To be done:
- A) Set down the part of the political blog text below word for word, starting with "Thursday, February 15, 2007" and going on through "heavily correct it.".
- B) Carry the political blog text below further, picking up after its last sentence.

Look closer. Think harder. Choose the sound argument over the clever one.

Saturday, February 24, 2007

Cheney v. Pelosi

Cheney's clarity and backbone vs. Pelosi's feel-good rhetoric and dodging:

Vice President Dick Cheney refused Friday to take back his charge that House Speaker Nancy Pelosi's opposition to President Bush's Iraq war buildup is playing into the hands of the al-Qaida terrorist network.

"If you're going to advocate a course of action that basically is withdrawal of our forces from Iraq, then you don't get to just do the fun part of that, that says, 'We'll, we're going to get out,' and appeal to your constituents on that basis," Cheney said.

Cheney (emphasis mine):

"She accused me of questioning her patriotism. I didn't question her patriotism. I questioned her judgment."

"You also have to be accountable for the results. What are the consequences of that? What happens if we withdraw from Iraq?," he said. "And the point I made and I'll make it again is that al-Qaida functions on the basis that they think they can break our will. That's their fundamental underlying strategy, that if they can kill enough Americans or cause enough havoc, create enough chaos in Iraq, then we'll quit and go home. And my statement was that if we adopt the Pelosi policy, that then we will validate the strategy of al-Qaida. I said it and I meant it."

Asked if he was willing to take back his criticism of Pelosi, Cheney replied, "I'm not backing down."

Well put.

Hat-tip: Powerline

Thursday, February 15, 2007

Feith's "Inappropriate" Activities

Douglas Feith, undersecretary of Defense, after 9/11 reanalyzed the raw intel regarding the relationship between Iraq and al Qaida. Recently, the DoD's Inspector General issued a report critical of Feith. Though not violating laws or policies, it considered his office's activities "inappropriate."

The Washington Post confused Democrat Carl Levin's quotes with the report itself and had to heavily correct it.

Best summary: "They Were For Dissent And Alternative Analysis Before They Were Against It."

Records shown:

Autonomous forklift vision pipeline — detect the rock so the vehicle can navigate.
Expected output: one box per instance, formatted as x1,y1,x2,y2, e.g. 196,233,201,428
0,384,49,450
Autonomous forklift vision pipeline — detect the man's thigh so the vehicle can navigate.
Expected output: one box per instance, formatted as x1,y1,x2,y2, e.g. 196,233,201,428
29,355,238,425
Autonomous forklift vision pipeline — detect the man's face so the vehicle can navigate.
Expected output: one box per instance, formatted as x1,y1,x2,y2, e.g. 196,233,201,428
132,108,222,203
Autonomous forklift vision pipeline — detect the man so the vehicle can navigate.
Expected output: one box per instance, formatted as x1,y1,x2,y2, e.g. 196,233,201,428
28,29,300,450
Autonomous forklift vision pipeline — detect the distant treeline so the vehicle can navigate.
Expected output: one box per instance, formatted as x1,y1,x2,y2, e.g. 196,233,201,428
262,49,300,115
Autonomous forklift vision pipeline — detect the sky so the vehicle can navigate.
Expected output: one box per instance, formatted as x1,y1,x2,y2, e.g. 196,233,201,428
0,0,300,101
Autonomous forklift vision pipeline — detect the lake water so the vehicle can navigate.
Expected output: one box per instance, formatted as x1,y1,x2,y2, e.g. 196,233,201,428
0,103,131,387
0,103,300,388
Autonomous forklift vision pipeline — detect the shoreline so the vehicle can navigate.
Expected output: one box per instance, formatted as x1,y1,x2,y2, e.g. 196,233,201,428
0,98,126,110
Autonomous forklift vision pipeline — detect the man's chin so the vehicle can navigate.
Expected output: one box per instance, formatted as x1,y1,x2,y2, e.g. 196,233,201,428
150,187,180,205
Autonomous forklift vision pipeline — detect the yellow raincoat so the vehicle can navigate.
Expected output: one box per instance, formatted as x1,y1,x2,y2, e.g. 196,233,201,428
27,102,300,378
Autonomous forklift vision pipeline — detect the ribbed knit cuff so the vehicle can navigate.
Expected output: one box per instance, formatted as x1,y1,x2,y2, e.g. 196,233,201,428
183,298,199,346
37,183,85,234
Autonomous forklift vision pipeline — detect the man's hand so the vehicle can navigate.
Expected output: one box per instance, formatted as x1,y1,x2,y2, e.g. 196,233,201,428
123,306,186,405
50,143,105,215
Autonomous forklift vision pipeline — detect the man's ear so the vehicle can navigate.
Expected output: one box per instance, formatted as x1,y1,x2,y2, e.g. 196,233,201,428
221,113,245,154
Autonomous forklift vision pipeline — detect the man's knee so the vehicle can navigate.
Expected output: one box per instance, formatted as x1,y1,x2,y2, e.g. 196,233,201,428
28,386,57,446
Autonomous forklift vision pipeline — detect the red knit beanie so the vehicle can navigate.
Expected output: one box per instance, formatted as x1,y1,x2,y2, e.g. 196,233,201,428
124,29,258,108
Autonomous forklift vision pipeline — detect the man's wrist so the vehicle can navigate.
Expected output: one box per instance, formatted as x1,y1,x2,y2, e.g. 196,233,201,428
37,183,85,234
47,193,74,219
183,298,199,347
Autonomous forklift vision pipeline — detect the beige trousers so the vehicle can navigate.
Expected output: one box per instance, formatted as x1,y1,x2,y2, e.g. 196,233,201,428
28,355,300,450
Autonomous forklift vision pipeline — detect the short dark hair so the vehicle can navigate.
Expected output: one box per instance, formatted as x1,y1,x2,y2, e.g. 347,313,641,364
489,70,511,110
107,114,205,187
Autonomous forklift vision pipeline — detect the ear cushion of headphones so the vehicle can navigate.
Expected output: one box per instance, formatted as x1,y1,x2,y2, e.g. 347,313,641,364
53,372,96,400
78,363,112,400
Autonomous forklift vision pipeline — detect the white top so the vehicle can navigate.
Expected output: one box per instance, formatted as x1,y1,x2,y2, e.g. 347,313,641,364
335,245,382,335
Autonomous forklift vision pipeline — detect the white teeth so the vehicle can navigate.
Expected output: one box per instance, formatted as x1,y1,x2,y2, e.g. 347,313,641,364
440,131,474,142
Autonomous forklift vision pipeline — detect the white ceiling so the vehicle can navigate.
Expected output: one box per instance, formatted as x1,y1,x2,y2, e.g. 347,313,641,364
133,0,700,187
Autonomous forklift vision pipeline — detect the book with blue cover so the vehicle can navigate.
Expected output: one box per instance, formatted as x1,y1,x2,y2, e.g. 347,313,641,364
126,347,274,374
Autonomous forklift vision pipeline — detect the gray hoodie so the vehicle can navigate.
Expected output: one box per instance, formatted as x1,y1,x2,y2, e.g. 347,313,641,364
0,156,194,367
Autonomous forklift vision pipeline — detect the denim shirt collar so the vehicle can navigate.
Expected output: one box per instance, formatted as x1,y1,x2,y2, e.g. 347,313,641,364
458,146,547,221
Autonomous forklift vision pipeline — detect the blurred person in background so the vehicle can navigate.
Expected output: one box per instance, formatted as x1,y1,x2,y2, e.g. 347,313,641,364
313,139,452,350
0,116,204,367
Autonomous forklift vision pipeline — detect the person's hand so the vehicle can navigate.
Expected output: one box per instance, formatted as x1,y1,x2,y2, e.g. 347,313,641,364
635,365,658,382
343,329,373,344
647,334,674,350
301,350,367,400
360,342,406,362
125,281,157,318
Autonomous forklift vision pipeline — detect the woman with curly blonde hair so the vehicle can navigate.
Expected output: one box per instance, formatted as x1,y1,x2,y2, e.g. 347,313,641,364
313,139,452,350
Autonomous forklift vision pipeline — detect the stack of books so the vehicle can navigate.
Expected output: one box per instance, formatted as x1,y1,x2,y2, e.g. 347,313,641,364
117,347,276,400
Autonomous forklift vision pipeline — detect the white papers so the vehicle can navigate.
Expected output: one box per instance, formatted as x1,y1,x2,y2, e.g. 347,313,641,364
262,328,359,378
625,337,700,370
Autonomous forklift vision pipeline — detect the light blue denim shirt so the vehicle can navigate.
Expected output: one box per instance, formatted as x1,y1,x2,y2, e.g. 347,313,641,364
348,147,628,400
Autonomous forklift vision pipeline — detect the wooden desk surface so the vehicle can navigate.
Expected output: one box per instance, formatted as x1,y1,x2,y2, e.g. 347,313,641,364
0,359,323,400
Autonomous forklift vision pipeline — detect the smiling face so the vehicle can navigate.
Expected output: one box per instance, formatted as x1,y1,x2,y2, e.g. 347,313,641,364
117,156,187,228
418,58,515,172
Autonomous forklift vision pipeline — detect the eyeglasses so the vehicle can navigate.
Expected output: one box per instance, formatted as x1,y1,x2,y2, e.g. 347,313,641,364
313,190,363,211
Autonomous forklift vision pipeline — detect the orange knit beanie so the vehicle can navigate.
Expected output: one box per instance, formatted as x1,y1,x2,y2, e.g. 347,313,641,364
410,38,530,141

Answers for the tasks:
- A)
Thursday, February 15, 2007

Feith's "Inappropriate" Activities

Douglas Feith, undersecretary of Defense, after 9/11 reanalyzed the raw intel regarding the relationship between Iraq and al Qaida. Recently, the DoD's Inspector General issued a report critical of Feith. Though not violating laws or policies, it considered his office's activities "inappropriate."

The Washington Post confused Democrat Carl Levin's quotes with the report itself and had to heavily correct it.

- B)
So tomorrow, the Pentagon's own Inspector General will present a report to the Senate Armed Services Committee on whether--I'm not kidding--it was illegal for the Defense Department to independently analyze the data gathered by the intelligence agencies.

Now the report itself gets a rebuttal. Hugh Hewitt tracks it (caution: long). Via Powerline:

The Under Secretary notes:

It is puzzling...that the Draft Report fails to discuss some of the most authoritative articulations of the [intelligence community's] analysis on Iraq and al Qaeda--the vetted, coordinated correspondence and testimony by the [Director of Central Intelligence] himself to the Congress.

So the Under Secretary retrieves from the memory hole what the CIA said about contacts between Iraq and al Qaeda during 2002 and 2003. On October 7, 2002, the Director of Central Intelligence wrote to Congress:

*Our understanding of the relationship between Iraq and al Qaida is evolving and is based on sources of varying reliability. Some of the information we have received comes from detainees, including some of high rank.

*We have solid reporting of senior level contacts between Iraq and al Qaida going back a decade.

*Credible information indicates that Iraq and al Qaida have discussed safe haven and reciprocal non-aggression.

*Since Operation Enduring Freedom, we have solid evidence of the presence in Iraq of al Qaida members, including some that have been in Baghdad.

*We have credible reporting that al Qaida leaders sought contacts in Iraq who could help them acquire WMD capabilities. The reporting also stated that Iraq has provided training to al Qaida members in the areas of poisons and gases and making conventional bombs.

*Iraq's increasing support to extremist Palestinians, coupled with growing indications of a relationship with al Qaida, suggest that Baghdad's links to terrorists will increase, even absent military action.

In a statement to the Senate Select Committee on Intelligence on February 11, 2003, the Director of Central Intelligence stated:

Iraq has in the past provided training in document forgery and bomb-making to al Qaida. It also provided training in poisons and gases to two al Qaida associates; one of these associates characterized the relationship he forged with Iraqi officials as successful. Mr. Chairman, this information is based on a sold foundation of intelligence. It comes to us from credible and reliable sources.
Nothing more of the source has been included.